= 本文 =
——

つまり一人の大切な人間として扱われることが大事な事だったのではないかと思う。かつてはお荷物として扱われていた。自分でもそう思っていた。そんな自分をちゃんとした一人の人間として見つめる者がいた、そのことこそが彼にとってのいやしだったのではないか。自分はお荷物ではない、ということに気付いたこと、それこそが彼にとって一番大事ないやしだったんじゃないかと思う。足がよくなって歩ける人間になっただけではなく、イエス・キリストに大切に思われ愛されている者であることを知った、それこそが大事なことだったんじゃないかと思う。
何よりもペトロたち自身が、失敗したり間違ったりばかりの自分をイエス・キリストが大切に思ってくれていること、愛してくれていることを知らされてきていたから、そしてイエス・キリストがいつもしっかりと見つめてくれていることを知っているから、だからこの男の人にもそのことを伝えたのだろうと思う。あなたは決してお荷物なんかじゃない、イエス・キリストはあなたのことを大切に思っていると伝えたんだろうと思う。それをギュッと縮めたのが「イエス・キリストの名によって立ち上がり、歩きなさい。」という言葉になってるんじゃないかなと思う。こじつけかもしれないけれど。
そうするとこの言葉は自分に向けた言葉でもあるように思う。

——

= やること =
(A) いやしについての本文では、この男の人はかつてどのように扱われていたと書かれていますか。
(B) いやしについての本文を、最後の文の続きから書き進めてください。

= 資料 =
——

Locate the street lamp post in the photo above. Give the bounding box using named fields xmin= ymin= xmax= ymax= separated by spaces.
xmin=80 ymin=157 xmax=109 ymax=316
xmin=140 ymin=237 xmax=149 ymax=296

——

= 答え =
(A) お荷物として扱われていました。

(B)
いろんな活動をしている牧師の話しを聞いたりすると、すごいなあと思うし同時に何もする知恵も気力もない自分はなんて駄目なんだろうと思ってしまう。立派な人の話しを聞いても、自分もそれに倣って頑張ろうと思うことなんてまずなくて、やっぱり自分は駄目だなと思ってしまう。実は教会の役にも立ってないし社会の役にも立ってないし、ただの金食い虫なんじゃないかなんて思ってしまう。
そうやって自分で自分を責めることが多いけれど、でもそんな自分にもイエス・キリストは、お前はお荷物じゃない、大丈夫だ、私が付いている、だから安心して生きなさい、そう言ってくれているように思う。ように思うというかそんな言葉をずっと聞いてきてたなと今更思い出している。
このイエス・キリストの言葉をもっともっとしっかりと聞いていきたいと思う。そこにこそ私たちが立ち上がる力が湧いてくるのだと思う。